= YOUR OBJECTIVE =
Each line of the material must reappear unchanged in the answer.

= EXERCISE MATERIALS =
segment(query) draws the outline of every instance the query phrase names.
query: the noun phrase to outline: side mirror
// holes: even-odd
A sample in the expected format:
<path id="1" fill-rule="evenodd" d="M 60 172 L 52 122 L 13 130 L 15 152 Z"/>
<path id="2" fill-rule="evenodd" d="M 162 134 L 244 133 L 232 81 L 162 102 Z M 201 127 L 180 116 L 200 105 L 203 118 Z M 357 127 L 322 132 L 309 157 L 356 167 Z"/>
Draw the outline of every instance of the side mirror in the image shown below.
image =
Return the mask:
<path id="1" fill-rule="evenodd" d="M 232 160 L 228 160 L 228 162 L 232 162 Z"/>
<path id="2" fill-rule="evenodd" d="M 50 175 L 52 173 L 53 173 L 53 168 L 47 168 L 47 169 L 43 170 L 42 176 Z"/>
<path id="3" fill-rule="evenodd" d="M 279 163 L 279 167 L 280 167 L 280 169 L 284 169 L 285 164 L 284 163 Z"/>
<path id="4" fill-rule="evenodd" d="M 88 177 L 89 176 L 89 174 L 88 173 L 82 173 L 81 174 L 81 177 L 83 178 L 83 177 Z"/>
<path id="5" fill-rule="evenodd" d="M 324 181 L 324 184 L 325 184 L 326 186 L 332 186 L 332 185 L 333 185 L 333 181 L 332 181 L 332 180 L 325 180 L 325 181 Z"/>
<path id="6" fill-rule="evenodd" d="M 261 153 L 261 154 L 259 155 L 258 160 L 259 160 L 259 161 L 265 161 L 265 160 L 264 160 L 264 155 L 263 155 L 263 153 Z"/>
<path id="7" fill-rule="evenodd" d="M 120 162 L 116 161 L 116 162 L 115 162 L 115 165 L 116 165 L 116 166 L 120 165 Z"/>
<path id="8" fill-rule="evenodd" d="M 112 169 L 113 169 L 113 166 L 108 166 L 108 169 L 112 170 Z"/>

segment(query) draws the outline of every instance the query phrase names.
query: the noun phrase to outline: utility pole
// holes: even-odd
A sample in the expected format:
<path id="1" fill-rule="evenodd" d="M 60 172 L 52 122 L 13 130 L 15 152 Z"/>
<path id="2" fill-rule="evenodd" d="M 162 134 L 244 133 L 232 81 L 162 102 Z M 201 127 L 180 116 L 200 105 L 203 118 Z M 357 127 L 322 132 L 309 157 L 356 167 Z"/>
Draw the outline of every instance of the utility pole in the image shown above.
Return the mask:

= SOLUTION FOR THIS TASK =
segment(query) draws the outline of every instance the query phrase names.
query: the noun phrase to outline: side mirror
// holes: even-odd
A sample in the expected format:
<path id="1" fill-rule="evenodd" d="M 60 172 L 52 122 L 13 130 L 15 152 Z"/>
<path id="2" fill-rule="evenodd" d="M 162 134 L 244 133 L 232 81 L 162 102 Z M 201 127 L 180 116 L 200 105 L 203 118 Z M 357 127 L 322 132 L 309 157 L 356 167 Z"/>
Draw the outline of every instance of the side mirror in the image shown below.
image =
Return the mask:
<path id="1" fill-rule="evenodd" d="M 232 160 L 228 160 L 228 162 L 232 162 Z"/>
<path id="2" fill-rule="evenodd" d="M 50 175 L 52 173 L 53 173 L 53 168 L 47 168 L 47 169 L 43 170 L 42 176 Z"/>
<path id="3" fill-rule="evenodd" d="M 279 163 L 279 167 L 280 167 L 280 169 L 284 169 L 285 164 L 284 163 Z"/>
<path id="4" fill-rule="evenodd" d="M 88 177 L 89 176 L 89 174 L 88 173 L 82 173 L 81 174 L 81 177 L 83 178 L 83 177 Z"/>
<path id="5" fill-rule="evenodd" d="M 324 181 L 324 184 L 325 184 L 326 186 L 332 186 L 332 185 L 333 185 L 333 181 L 332 181 L 332 180 L 325 180 L 325 181 Z"/>
<path id="6" fill-rule="evenodd" d="M 261 153 L 261 154 L 259 155 L 258 160 L 259 160 L 259 161 L 265 161 L 265 160 L 264 160 L 264 155 L 263 155 L 263 153 Z"/>
<path id="7" fill-rule="evenodd" d="M 120 162 L 116 161 L 116 162 L 115 162 L 115 165 L 116 165 L 116 166 L 120 165 Z"/>
<path id="8" fill-rule="evenodd" d="M 112 169 L 113 169 L 113 166 L 108 166 L 108 169 L 112 170 Z"/>

segment(query) draws the outline of every instance the query phrase names.
query: the noun phrase to outline: utility pole
// holes: even-odd
A sample in the expected format:
<path id="1" fill-rule="evenodd" d="M 60 172 L 52 122 L 13 130 L 15 152 Z"/>
<path id="2" fill-rule="evenodd" d="M 162 134 L 244 133 L 232 81 L 162 102 Z M 201 127 L 180 116 L 200 105 L 203 118 Z M 357 127 L 322 132 L 309 157 L 356 167 Z"/>
Draw the outline of every instance of the utility pole in the image shown above.
Return the mask:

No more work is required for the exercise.